▶ [Activity]: Under this line is some data; print exactly the lines from the one containing "Target: white tusk" through its last line, without pictures.

Dataset records
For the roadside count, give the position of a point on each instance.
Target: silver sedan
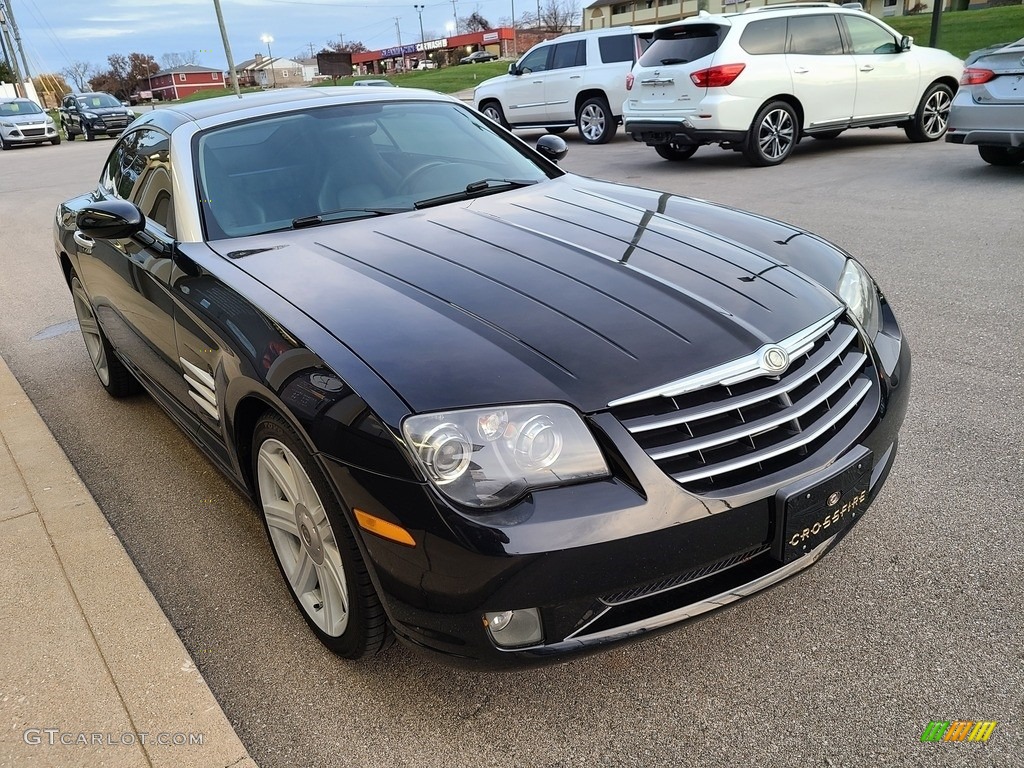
(988, 110)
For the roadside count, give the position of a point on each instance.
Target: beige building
(630, 12)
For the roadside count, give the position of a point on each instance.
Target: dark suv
(93, 115)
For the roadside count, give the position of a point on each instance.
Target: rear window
(767, 36)
(616, 48)
(683, 44)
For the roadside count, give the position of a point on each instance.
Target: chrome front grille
(723, 435)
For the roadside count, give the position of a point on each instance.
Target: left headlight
(488, 457)
(860, 294)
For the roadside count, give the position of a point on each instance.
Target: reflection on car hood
(570, 290)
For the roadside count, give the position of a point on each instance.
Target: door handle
(83, 242)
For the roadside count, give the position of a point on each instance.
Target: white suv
(759, 81)
(577, 79)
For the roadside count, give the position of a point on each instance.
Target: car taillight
(717, 77)
(974, 76)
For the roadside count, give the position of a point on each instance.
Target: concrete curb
(92, 672)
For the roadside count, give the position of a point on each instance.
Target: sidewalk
(91, 672)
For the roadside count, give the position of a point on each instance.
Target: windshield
(13, 109)
(97, 101)
(352, 161)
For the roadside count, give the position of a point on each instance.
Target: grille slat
(723, 435)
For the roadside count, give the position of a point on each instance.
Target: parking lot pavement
(916, 617)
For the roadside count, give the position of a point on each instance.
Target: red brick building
(178, 82)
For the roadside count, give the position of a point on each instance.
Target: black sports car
(496, 410)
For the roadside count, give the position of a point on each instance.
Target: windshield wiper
(325, 216)
(475, 189)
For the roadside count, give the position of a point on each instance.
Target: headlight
(491, 456)
(860, 294)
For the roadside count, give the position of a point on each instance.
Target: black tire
(677, 153)
(493, 110)
(596, 123)
(1001, 156)
(116, 379)
(929, 123)
(772, 135)
(314, 546)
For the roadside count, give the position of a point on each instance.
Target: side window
(537, 60)
(767, 36)
(616, 48)
(867, 37)
(815, 36)
(569, 54)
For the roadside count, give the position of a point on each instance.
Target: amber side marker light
(384, 528)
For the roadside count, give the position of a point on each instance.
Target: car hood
(570, 290)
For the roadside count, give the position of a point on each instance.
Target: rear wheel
(117, 380)
(595, 121)
(929, 123)
(676, 152)
(772, 135)
(314, 546)
(1005, 156)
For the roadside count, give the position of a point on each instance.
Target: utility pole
(227, 50)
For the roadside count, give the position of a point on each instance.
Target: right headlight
(860, 294)
(488, 457)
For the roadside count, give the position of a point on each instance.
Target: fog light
(514, 629)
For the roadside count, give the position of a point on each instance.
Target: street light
(267, 39)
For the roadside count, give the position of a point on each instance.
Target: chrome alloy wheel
(592, 122)
(936, 113)
(775, 134)
(302, 538)
(90, 331)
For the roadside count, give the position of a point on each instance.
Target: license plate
(816, 508)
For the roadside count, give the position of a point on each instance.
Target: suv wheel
(493, 111)
(595, 121)
(772, 135)
(676, 152)
(930, 121)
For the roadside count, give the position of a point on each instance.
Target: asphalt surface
(916, 616)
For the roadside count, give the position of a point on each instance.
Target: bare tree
(79, 74)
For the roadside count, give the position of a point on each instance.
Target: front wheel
(676, 152)
(595, 121)
(929, 123)
(117, 380)
(314, 547)
(773, 134)
(1003, 156)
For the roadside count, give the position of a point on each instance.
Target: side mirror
(111, 219)
(553, 147)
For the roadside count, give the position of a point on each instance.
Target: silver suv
(577, 79)
(759, 81)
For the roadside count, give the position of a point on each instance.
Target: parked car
(477, 56)
(574, 80)
(24, 122)
(759, 81)
(92, 115)
(988, 110)
(505, 413)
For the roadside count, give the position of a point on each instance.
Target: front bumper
(602, 562)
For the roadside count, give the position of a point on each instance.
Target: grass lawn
(965, 31)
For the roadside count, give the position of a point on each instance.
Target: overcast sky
(57, 32)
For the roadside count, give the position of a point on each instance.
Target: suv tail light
(974, 76)
(717, 77)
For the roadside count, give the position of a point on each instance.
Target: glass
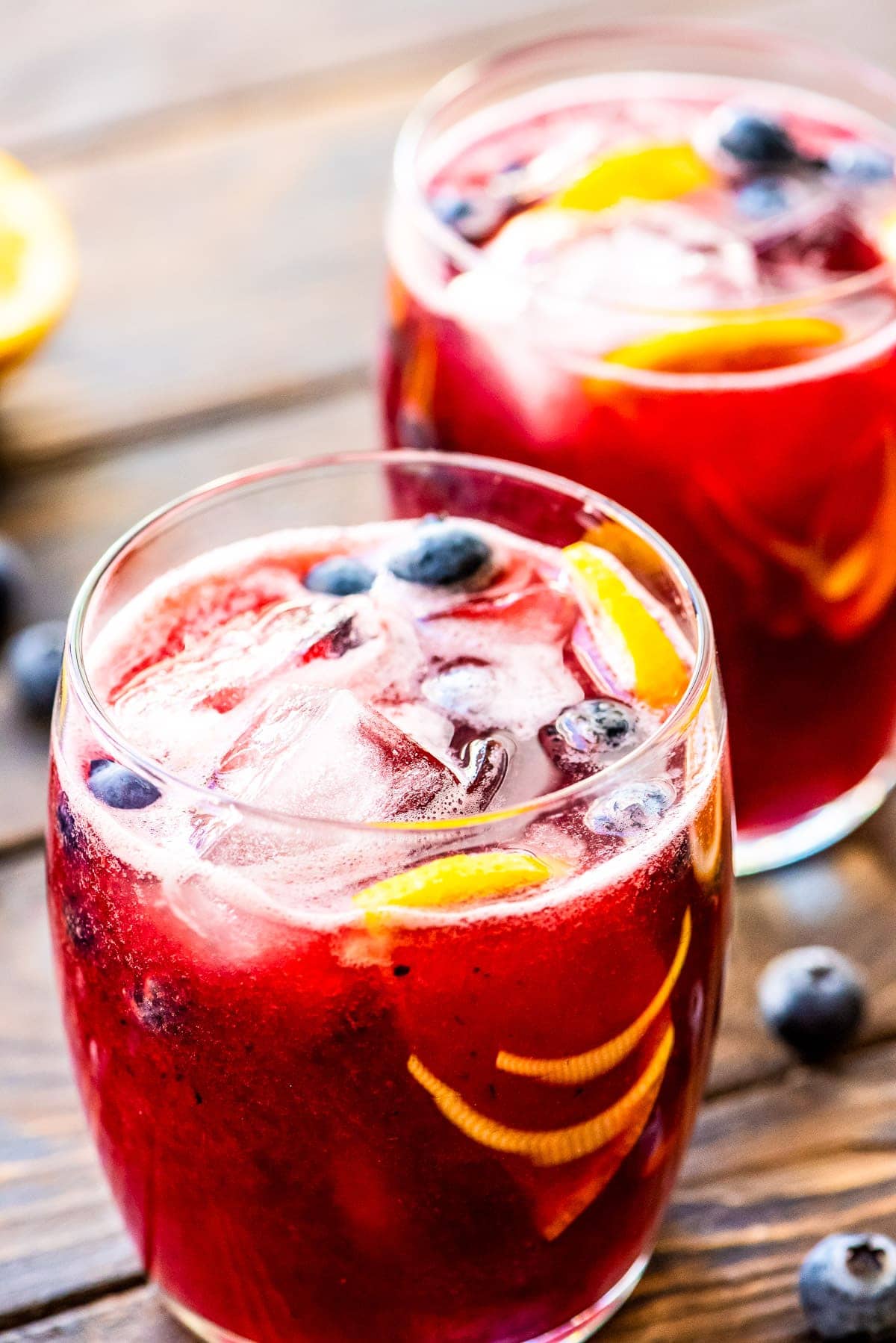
(321, 1126)
(777, 485)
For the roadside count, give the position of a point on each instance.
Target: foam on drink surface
(402, 704)
(595, 279)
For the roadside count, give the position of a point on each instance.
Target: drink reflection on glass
(660, 264)
(390, 861)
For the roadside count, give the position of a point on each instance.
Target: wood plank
(841, 899)
(234, 257)
(60, 1235)
(742, 1220)
(74, 81)
(67, 518)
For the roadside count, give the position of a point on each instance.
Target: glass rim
(465, 77)
(77, 678)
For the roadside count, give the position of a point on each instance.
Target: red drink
(591, 274)
(422, 1082)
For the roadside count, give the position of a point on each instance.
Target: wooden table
(225, 166)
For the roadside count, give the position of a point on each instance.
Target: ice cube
(178, 708)
(519, 689)
(326, 754)
(656, 254)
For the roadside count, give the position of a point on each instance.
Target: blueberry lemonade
(390, 863)
(647, 261)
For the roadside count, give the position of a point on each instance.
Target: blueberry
(81, 925)
(120, 787)
(161, 1005)
(69, 828)
(762, 198)
(848, 1287)
(813, 999)
(13, 583)
(441, 555)
(586, 731)
(759, 141)
(415, 430)
(474, 217)
(340, 575)
(632, 809)
(34, 657)
(862, 163)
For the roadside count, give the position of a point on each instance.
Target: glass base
(820, 829)
(574, 1331)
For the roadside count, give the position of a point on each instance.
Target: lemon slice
(731, 347)
(583, 1068)
(630, 637)
(455, 880)
(38, 265)
(553, 1146)
(652, 173)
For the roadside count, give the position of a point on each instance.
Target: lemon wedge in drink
(736, 347)
(455, 880)
(38, 266)
(630, 636)
(649, 173)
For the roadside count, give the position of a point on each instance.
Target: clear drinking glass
(321, 1123)
(771, 471)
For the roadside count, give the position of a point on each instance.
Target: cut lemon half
(630, 636)
(38, 265)
(744, 347)
(455, 880)
(650, 173)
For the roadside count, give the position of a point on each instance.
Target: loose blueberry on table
(813, 999)
(848, 1287)
(34, 657)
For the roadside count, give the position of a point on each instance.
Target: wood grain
(66, 520)
(75, 82)
(233, 257)
(758, 1153)
(60, 1235)
(768, 1174)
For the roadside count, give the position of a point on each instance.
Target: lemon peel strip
(583, 1068)
(544, 1147)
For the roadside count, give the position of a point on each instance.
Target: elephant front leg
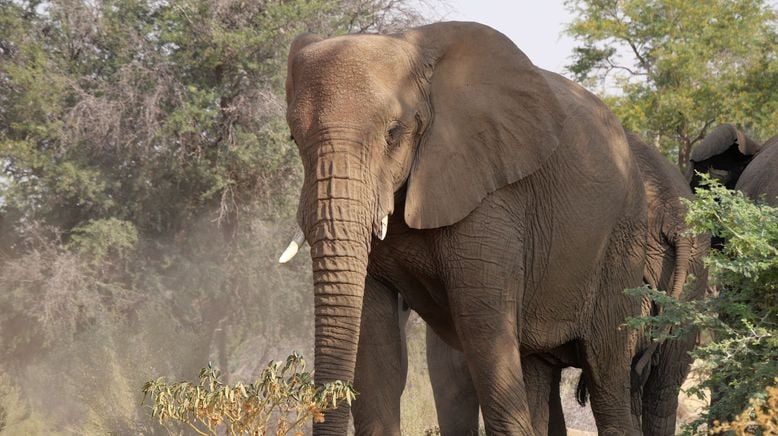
(382, 364)
(485, 320)
(456, 402)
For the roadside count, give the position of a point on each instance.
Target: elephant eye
(393, 134)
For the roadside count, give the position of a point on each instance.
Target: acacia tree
(674, 68)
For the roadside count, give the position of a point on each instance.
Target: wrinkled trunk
(338, 225)
(683, 250)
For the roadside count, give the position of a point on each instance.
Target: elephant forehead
(356, 62)
(341, 81)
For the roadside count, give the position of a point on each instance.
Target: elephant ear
(720, 140)
(494, 121)
(298, 44)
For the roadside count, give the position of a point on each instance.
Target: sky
(535, 26)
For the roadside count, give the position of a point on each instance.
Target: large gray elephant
(658, 370)
(723, 154)
(759, 181)
(500, 201)
(738, 162)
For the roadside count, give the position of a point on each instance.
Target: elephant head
(723, 154)
(426, 121)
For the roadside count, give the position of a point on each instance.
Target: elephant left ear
(495, 121)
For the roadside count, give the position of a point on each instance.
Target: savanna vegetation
(149, 185)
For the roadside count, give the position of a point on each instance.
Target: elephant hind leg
(607, 347)
(542, 381)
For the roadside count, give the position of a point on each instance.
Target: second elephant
(658, 369)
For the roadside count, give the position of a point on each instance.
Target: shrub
(284, 392)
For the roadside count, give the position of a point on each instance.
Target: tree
(741, 361)
(676, 67)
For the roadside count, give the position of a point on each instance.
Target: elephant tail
(580, 392)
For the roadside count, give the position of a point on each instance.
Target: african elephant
(750, 168)
(759, 181)
(658, 370)
(516, 212)
(724, 153)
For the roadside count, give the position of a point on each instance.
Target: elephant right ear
(720, 140)
(298, 44)
(494, 121)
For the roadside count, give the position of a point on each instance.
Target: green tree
(741, 361)
(674, 68)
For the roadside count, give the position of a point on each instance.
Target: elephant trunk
(338, 224)
(683, 250)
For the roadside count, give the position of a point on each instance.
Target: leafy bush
(283, 391)
(761, 415)
(741, 360)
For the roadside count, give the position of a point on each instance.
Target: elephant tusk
(293, 247)
(384, 226)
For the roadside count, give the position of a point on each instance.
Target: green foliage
(283, 392)
(99, 238)
(761, 416)
(679, 67)
(742, 359)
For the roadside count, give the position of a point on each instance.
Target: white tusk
(384, 226)
(293, 247)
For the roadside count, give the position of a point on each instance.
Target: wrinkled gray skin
(759, 181)
(516, 218)
(738, 162)
(658, 371)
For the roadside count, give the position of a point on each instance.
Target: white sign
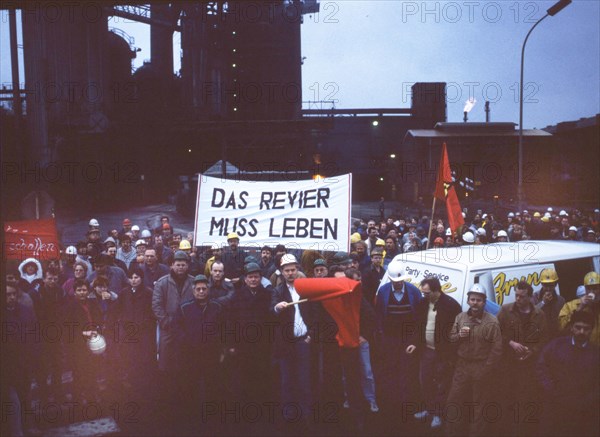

▶ [Answer section]:
Target: white tusk
(384, 226)
(293, 247)
For the roadside count, give the position of a point on each instance.
Target: wrinkled gray skin
(759, 181)
(516, 218)
(738, 162)
(658, 371)
For the roadside count, give the position of a point on each instance.
Target: white sign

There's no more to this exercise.